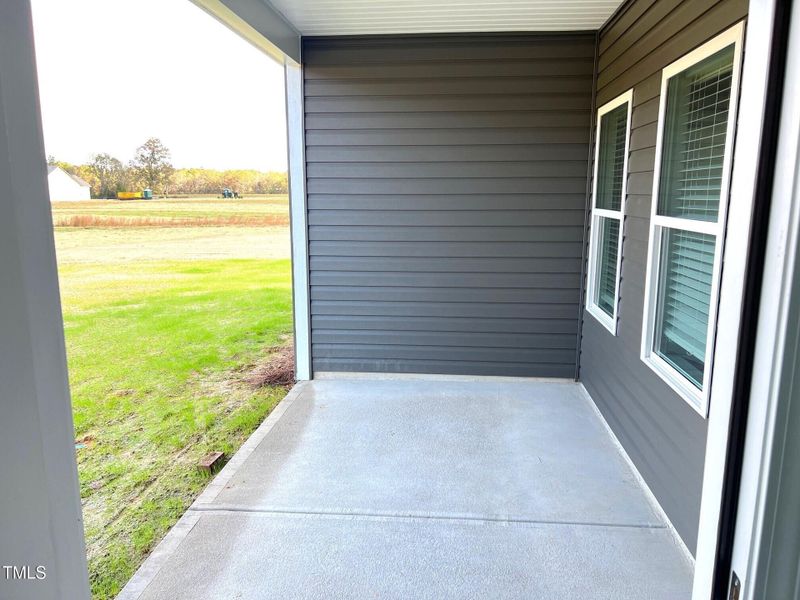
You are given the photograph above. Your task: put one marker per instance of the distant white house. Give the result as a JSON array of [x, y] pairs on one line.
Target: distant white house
[[65, 187]]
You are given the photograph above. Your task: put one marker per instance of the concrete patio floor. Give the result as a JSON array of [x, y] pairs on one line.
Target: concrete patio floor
[[447, 488]]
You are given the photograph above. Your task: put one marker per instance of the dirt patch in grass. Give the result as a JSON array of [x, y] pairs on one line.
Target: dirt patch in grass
[[277, 369]]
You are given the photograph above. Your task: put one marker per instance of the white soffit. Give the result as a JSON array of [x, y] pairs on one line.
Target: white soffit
[[365, 17]]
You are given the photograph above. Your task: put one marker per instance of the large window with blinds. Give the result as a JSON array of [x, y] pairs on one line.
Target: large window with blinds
[[690, 191], [608, 209]]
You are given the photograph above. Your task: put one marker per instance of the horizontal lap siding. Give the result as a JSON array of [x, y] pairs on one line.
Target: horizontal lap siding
[[663, 435], [446, 196]]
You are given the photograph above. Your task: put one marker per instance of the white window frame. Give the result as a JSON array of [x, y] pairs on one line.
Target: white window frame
[[609, 322], [696, 398]]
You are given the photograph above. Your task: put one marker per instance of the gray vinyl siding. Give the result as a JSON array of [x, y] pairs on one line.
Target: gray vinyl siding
[[663, 435], [446, 197]]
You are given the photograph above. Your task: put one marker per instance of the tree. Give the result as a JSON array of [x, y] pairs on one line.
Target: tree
[[109, 175], [152, 165]]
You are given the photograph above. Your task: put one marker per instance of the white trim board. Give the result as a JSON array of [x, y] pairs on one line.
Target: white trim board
[[639, 479]]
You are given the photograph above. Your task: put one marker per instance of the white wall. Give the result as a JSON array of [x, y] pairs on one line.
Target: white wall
[[64, 188], [40, 511]]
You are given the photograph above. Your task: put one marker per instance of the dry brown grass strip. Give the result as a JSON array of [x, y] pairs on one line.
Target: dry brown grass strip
[[276, 369], [105, 222]]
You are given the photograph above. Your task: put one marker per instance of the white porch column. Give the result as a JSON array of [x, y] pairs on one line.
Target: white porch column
[[298, 211], [40, 513]]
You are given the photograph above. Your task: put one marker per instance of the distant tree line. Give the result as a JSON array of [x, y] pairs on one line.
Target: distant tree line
[[151, 168]]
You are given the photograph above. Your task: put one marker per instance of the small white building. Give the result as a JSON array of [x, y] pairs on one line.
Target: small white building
[[65, 187]]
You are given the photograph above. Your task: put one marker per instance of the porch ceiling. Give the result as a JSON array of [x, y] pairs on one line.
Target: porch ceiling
[[364, 17]]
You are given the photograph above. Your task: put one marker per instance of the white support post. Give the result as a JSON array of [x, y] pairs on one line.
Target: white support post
[[765, 539], [42, 552], [298, 212]]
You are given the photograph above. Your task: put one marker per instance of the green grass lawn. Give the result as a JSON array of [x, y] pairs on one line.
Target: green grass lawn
[[157, 353]]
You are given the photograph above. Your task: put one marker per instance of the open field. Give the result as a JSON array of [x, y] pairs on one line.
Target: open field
[[163, 326]]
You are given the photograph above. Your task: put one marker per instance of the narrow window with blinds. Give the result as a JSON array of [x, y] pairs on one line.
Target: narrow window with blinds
[[698, 96], [608, 209]]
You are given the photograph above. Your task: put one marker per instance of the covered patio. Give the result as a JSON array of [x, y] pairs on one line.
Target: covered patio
[[522, 370], [424, 488]]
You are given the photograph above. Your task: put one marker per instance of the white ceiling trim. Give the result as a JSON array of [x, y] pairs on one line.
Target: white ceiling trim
[[365, 17]]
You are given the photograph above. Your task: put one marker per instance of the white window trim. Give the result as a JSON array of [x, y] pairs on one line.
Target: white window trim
[[697, 399], [602, 317]]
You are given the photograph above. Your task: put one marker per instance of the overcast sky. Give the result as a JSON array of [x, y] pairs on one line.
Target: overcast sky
[[114, 72]]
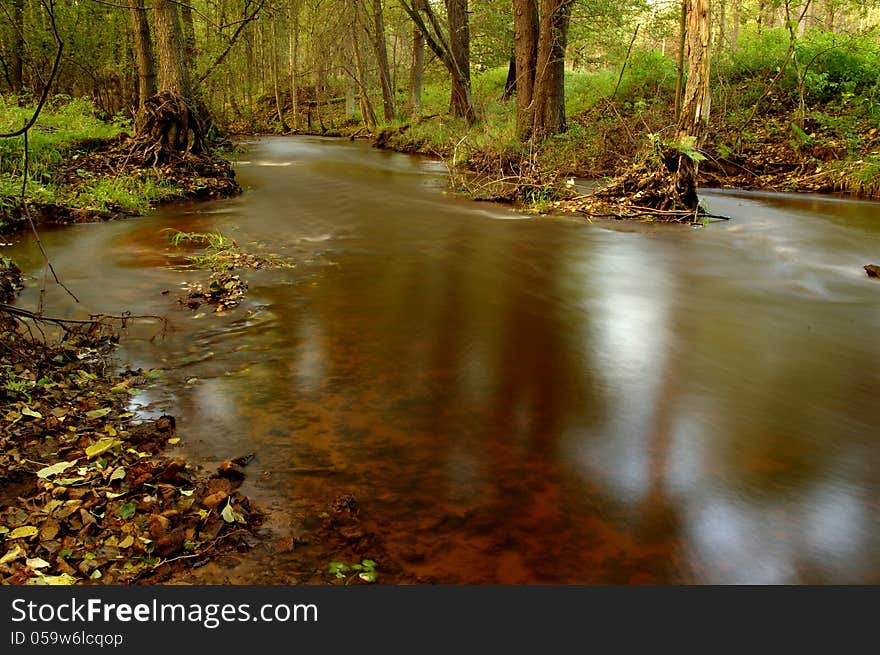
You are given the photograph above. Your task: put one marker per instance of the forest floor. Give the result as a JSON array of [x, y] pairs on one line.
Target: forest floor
[[839, 155], [89, 491], [93, 165]]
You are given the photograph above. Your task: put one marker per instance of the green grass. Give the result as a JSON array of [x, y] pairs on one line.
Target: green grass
[[63, 130]]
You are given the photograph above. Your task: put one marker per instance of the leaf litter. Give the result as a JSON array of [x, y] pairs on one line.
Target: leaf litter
[[88, 494]]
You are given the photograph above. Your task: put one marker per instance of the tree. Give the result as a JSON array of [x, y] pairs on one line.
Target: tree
[[382, 59], [454, 52], [170, 123], [539, 48], [417, 72], [525, 44], [695, 106], [173, 73], [143, 53], [16, 72], [667, 180]]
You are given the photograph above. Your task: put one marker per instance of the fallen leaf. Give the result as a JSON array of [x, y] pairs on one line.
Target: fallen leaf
[[53, 580], [24, 531], [55, 469], [27, 411], [12, 555], [101, 446]]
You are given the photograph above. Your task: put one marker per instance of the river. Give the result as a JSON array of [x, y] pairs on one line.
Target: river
[[518, 399]]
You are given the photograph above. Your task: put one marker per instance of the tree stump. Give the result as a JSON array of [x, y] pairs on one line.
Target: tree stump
[[170, 128]]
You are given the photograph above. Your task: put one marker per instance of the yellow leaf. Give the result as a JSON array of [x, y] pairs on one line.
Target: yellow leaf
[[24, 531], [55, 469], [101, 446], [54, 580], [12, 555]]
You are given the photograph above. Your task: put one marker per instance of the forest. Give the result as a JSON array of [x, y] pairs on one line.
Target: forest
[[600, 110]]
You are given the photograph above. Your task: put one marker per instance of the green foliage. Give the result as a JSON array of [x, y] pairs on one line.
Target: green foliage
[[835, 67], [63, 123], [365, 571], [64, 126]]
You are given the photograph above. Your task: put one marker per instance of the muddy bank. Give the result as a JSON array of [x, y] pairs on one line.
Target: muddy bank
[[90, 492], [203, 176]]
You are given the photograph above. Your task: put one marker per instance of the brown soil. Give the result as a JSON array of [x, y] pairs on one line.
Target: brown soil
[[88, 492], [200, 176]]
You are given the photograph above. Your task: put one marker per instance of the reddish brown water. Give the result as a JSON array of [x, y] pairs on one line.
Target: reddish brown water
[[523, 400]]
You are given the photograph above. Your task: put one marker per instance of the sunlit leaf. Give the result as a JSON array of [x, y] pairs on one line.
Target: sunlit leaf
[[54, 469], [27, 411], [12, 555], [53, 580], [101, 446], [23, 532]]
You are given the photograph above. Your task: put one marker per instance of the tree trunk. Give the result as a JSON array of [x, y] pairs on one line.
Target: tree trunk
[[293, 42], [171, 124], [734, 39], [173, 74], [460, 50], [548, 103], [510, 82], [189, 34], [667, 180], [367, 112], [275, 84], [143, 52], [382, 59], [525, 42], [458, 67], [695, 103], [16, 72], [416, 74], [682, 42]]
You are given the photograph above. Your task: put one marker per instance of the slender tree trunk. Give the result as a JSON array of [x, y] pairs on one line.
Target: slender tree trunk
[[416, 74], [143, 53], [367, 112], [510, 82], [173, 75], [548, 103], [16, 68], [350, 87], [696, 100], [382, 59], [293, 43], [734, 39], [829, 15], [275, 84], [682, 42], [525, 42], [460, 49], [189, 33], [459, 67]]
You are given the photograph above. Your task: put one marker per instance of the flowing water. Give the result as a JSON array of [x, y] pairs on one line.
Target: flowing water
[[519, 399]]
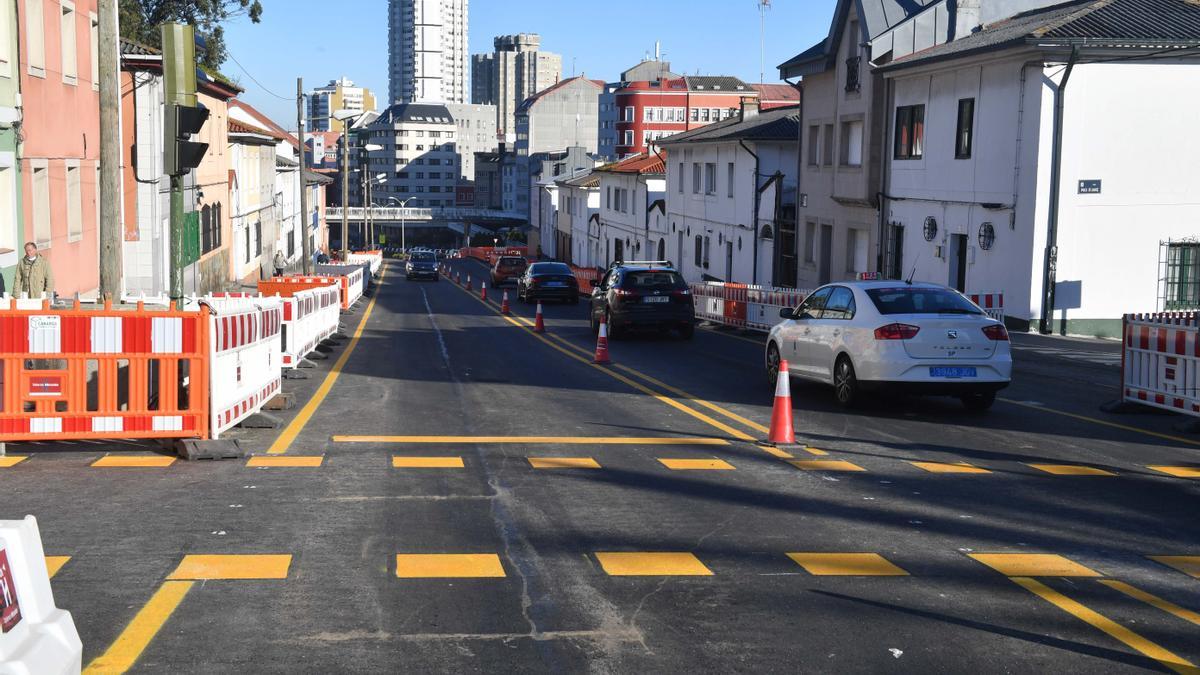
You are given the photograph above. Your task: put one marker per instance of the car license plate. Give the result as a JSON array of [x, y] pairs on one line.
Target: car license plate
[[952, 371]]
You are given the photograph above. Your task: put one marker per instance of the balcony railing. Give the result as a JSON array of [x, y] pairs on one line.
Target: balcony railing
[[853, 81]]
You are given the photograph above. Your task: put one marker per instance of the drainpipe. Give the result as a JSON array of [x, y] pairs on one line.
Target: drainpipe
[[757, 198], [1045, 326]]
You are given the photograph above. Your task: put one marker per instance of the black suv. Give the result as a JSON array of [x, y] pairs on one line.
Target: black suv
[[643, 294]]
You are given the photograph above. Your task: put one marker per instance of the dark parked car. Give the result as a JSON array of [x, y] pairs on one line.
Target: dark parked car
[[421, 264], [643, 296], [549, 280], [508, 268]]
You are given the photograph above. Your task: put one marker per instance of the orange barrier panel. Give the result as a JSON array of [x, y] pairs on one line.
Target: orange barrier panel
[[102, 372]]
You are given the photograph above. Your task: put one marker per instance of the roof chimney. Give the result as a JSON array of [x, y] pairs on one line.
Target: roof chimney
[[749, 108]]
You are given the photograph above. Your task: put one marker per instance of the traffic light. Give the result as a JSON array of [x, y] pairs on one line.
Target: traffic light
[[180, 154]]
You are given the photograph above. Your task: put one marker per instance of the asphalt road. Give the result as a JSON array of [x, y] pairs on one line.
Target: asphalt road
[[652, 536]]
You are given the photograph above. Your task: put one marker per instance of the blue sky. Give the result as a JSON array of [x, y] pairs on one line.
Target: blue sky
[[321, 40]]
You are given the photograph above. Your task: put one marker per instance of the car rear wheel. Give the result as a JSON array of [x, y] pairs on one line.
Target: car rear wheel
[[978, 402], [845, 382]]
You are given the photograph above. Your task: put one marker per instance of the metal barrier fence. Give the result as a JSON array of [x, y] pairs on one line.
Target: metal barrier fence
[[1161, 360]]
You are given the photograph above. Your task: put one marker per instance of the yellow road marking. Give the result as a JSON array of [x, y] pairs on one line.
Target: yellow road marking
[[1153, 601], [696, 464], [297, 425], [124, 652], [532, 440], [1071, 470], [289, 461], [1104, 423], [54, 563], [133, 461], [846, 565], [1033, 565], [563, 463], [948, 467], [825, 465], [227, 567], [1188, 565], [426, 463], [652, 565], [1107, 625], [448, 566], [611, 372], [1177, 471]]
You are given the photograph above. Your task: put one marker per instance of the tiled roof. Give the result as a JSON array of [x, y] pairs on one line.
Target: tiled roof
[[642, 163], [1145, 24], [780, 124]]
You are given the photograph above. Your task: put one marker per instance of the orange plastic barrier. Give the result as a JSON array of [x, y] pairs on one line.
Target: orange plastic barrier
[[102, 372]]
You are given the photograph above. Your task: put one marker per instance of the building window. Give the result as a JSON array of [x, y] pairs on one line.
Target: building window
[[910, 138], [35, 37], [852, 143], [75, 204], [965, 130], [67, 35]]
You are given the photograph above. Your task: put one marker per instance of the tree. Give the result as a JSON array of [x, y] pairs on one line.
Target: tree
[[141, 21]]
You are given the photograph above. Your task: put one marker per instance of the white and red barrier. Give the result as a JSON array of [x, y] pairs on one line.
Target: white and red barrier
[[35, 634], [990, 303], [753, 308], [1161, 360], [246, 357], [309, 317]]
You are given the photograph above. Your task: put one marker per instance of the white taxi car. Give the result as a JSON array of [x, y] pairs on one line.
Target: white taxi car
[[913, 338]]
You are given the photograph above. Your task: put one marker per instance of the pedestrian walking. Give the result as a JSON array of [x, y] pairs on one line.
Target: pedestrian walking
[[34, 274]]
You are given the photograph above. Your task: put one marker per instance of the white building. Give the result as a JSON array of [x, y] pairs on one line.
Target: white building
[[717, 177], [427, 51], [972, 173], [633, 221]]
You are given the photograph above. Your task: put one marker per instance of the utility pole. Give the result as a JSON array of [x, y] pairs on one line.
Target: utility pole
[[306, 244], [111, 231]]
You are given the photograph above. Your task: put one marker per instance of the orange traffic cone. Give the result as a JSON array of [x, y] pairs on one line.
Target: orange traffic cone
[[539, 326], [603, 344], [781, 431]]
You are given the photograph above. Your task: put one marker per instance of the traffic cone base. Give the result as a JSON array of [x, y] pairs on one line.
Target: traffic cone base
[[603, 344], [539, 326], [781, 432]]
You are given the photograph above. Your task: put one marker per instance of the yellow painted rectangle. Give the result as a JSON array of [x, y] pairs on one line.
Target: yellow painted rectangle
[[287, 460], [1179, 471], [652, 565], [448, 566], [696, 464], [1071, 470], [1033, 565], [54, 563], [948, 467], [1188, 565], [133, 461], [846, 565], [825, 465], [227, 567], [426, 463], [533, 440], [564, 463]]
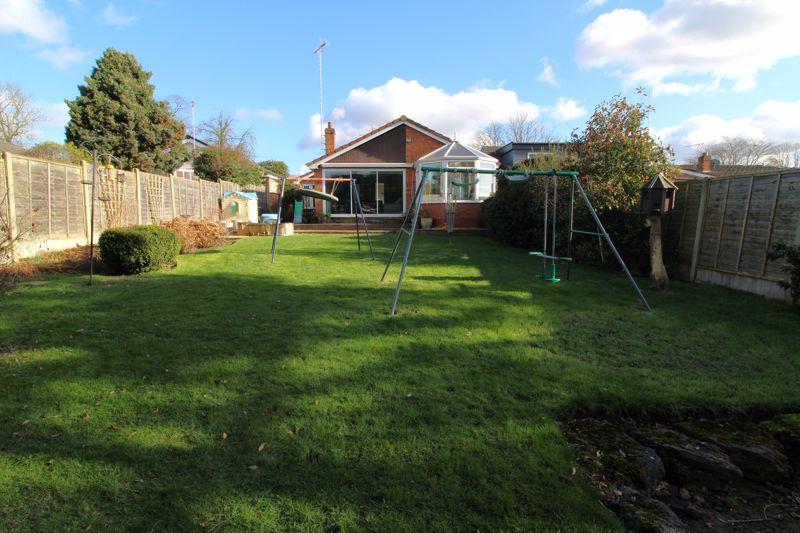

EXERCISE AIM
Taking the line with "Target: tree stump" as the first and the line with "the tree trunk." as the last, retype that stretch of the data above exactly, with no other lines.

FINISHED TASK
Target: tree stump
[[170, 128]]
You are given the photograph above. Your task: put one marker per instance of the yellow leaf. Give the result as a JSON array of [x, y] pairs on one line.
Target: yellow leaf
[[24, 531], [55, 469], [101, 446], [54, 580], [12, 555]]
You are given the photograph above. Your task: put one marker per instance of the forest. Give the result as a JSON array of [x, y] pairs on one line.
Target: forest
[[600, 110]]
You are given the photograph above. Your task: put one marker per instance of the green foliage. Give the result as a JSON array of [x, y] pairs on one line.
Target: green foliage
[[835, 67], [63, 123], [365, 571], [64, 126]]
You are given the photograph above. Your task: put one marker per instance of the muddy bank. Give the result as a JSON array of [x, y] pairs on one line.
Target: muddy bank
[[90, 492], [203, 176]]
You are given the photograph above. Your task: put one marker per instance of the brown soil. Give the result as a JSON array of [x, y] pairs on one line.
Target: brown soil
[[88, 492], [200, 176]]
You are given the photograph above. Your task: put one marker per instance of the reddish brown water. Give the result as a JSON array of [x, y] pairs on one line.
Target: reddish brown water
[[523, 400]]
You are given the photograph above. Your task: put one marker per instance of the sunlit leaf. Give the result as a JSON array of [x, y] pairs on one line.
Target: sunlit leaf
[[54, 469], [27, 411], [12, 555], [53, 580], [101, 446], [23, 532]]
You are given the photograph above. Your task: put one marker per instance of the tree trunk. Give the result as a JSON array of [x, y] pairs on one line.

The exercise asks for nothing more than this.